So I am sat here, microphone turned down ...

… so the sound of my typing doesn’t wake him.

This is a love letter, of sorts. About how I, the original embittered cynic, have managed to fall head over heels in love with a sweet boy living too far away. The North Atlantic seperates us. The SDMB has struck again; there’s another long distance relationship going on between two of its members, and I’m currently sat here wishing he snored as he’s fallen asleep and I am straining to hear it. Busy browsing the threads about moving to another country, immigration, or anything even vaguely schmoopy because that’s the mood he puts me in. ME! I am not schmoopy. Hell, I barely even manage romance on St. Valentine’s day. With him, I manage it without trying. He inspires it.

I keep nudging the microphone with my knuckle, hoping to keep the connection alive. My version of watching him sleep, for now. I am warm all over and happy and in love. I should hate the fact I’m a huge cliche and that he makes me remember poetry and smile, but instead I am loving every minute. You may not be aware of it, but every single love song on the radio at the moment is about us. S’true.

The five-hour time difference is killing me. Or, it should be but it’s not because who needs sleep? Well, him, apparently. Snore, dammit! But noooo, he has to be so bloomin’ perfect he doesn’t even snore. I bet he’s never even picked his nose.

AHH! A sigh! He sighed in his sleep! My stomach flips over and my chest is painfully full of emotion. THE HELL. How dare he do this to me. ME! I eat boys like him for breakfast (figuratively speaking). But he’s got me tied in knots and around his little finger. Already, from this distance. Damn him.

Argh.

I’m scared. Not at how fast and how intensely I fell for him, although I was. I haven’t been in love for too many years now, and never like this. Never with someone as all-encompassing as him. I’m done for, utterly. It has been a total rollercoaster ride so far - happy to get to know him, a new friend who is smarter than me, funny as hell, who makes me feel younger than I am. Then falling fast and hard, terrified knowing there’ll never be a chance he could possibly feel it too. And then he does. Heart attack. How in the name of whatever did this happen? How did we let this happen?!

*Exercise task a*. From the post about a long-distance relationship, extract the passage between "The five-hour time" and "picked his nose.", inclusive.

*Input data*.
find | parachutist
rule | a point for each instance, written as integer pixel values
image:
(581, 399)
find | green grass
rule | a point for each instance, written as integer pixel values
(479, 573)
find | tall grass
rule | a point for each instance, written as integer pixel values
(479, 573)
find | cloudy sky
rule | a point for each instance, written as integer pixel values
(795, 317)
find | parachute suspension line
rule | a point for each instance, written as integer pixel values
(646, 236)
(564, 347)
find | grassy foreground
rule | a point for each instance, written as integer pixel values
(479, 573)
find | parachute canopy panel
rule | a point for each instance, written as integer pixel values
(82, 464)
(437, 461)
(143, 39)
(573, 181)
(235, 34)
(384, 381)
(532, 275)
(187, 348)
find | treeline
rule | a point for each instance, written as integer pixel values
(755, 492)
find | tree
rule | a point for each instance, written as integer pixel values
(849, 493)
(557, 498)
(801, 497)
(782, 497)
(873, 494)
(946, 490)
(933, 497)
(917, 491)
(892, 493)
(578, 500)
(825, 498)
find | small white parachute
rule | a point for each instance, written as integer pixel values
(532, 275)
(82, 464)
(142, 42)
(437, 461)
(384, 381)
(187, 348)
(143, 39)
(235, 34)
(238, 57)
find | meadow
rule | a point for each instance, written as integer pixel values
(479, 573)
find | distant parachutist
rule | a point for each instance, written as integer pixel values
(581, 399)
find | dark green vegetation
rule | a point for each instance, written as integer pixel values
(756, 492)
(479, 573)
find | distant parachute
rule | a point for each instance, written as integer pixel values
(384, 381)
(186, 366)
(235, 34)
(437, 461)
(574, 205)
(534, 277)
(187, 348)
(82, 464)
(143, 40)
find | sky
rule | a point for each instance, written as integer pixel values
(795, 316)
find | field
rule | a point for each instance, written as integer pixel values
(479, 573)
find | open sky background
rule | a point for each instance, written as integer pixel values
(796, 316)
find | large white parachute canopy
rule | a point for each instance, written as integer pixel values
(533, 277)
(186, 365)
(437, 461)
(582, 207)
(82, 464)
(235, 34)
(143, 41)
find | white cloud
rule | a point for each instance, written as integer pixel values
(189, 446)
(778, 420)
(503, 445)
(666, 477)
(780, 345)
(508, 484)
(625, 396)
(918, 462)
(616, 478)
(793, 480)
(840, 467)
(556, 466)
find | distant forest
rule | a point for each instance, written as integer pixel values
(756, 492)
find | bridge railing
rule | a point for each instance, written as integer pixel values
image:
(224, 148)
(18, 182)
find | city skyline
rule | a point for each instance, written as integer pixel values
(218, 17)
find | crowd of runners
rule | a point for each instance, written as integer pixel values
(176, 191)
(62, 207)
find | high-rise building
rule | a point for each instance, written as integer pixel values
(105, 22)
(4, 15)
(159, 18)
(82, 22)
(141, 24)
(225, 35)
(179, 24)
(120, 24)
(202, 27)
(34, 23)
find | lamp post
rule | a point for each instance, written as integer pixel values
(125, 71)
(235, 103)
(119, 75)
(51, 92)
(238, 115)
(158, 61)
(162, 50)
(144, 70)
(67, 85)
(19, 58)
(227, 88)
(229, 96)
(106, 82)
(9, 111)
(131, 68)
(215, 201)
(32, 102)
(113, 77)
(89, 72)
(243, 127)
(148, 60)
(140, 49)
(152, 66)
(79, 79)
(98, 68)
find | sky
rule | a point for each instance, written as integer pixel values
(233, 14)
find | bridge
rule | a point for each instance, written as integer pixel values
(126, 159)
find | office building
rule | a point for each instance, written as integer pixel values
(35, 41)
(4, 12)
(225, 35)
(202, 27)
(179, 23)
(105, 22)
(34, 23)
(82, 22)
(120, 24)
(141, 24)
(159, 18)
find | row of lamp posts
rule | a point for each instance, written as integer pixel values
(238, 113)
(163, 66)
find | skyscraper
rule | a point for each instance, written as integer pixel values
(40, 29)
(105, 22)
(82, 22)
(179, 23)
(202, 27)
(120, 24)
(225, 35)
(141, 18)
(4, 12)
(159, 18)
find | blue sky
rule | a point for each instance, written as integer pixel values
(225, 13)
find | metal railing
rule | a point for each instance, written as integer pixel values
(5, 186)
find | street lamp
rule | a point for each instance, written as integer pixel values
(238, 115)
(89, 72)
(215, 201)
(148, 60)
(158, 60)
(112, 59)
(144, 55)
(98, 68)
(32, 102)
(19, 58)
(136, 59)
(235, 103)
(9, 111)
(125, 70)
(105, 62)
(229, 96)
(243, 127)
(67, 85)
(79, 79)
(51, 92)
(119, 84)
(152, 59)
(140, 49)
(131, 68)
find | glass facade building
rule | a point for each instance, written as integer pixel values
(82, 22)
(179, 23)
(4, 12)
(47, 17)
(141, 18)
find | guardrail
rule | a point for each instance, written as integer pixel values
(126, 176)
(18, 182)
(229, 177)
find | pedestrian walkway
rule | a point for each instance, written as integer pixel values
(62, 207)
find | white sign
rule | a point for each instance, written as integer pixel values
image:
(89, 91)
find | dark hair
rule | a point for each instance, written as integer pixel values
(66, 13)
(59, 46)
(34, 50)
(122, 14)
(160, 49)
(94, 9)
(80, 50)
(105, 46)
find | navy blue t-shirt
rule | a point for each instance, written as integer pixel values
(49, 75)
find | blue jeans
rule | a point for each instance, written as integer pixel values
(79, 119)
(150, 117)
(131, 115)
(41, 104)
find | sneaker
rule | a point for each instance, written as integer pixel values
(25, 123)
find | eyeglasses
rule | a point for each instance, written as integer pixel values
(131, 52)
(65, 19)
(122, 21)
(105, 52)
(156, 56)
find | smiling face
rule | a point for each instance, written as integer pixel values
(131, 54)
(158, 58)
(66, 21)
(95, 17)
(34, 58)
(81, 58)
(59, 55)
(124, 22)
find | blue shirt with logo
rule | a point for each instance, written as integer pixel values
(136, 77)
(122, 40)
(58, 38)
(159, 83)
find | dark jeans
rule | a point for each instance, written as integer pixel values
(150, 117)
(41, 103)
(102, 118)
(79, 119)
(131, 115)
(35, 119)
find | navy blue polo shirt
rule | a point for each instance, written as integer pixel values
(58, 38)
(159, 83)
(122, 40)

*Exercise task b*. Go through the listing and copy out each line that contains the string "dark". Letter case counts.

*Worked solution a*.
The five-hour time difference is killing me. Or, it should be but it’s not because who needs sleep? Well, him, apparently. Snore, dammit! But noooo, he has to be so bloomin’ perfect he doesn’t even snore. I bet he’s never even picked his nose.

*Worked solution b*.
find | dark green vegetation
find | dark hair
find | dark jeans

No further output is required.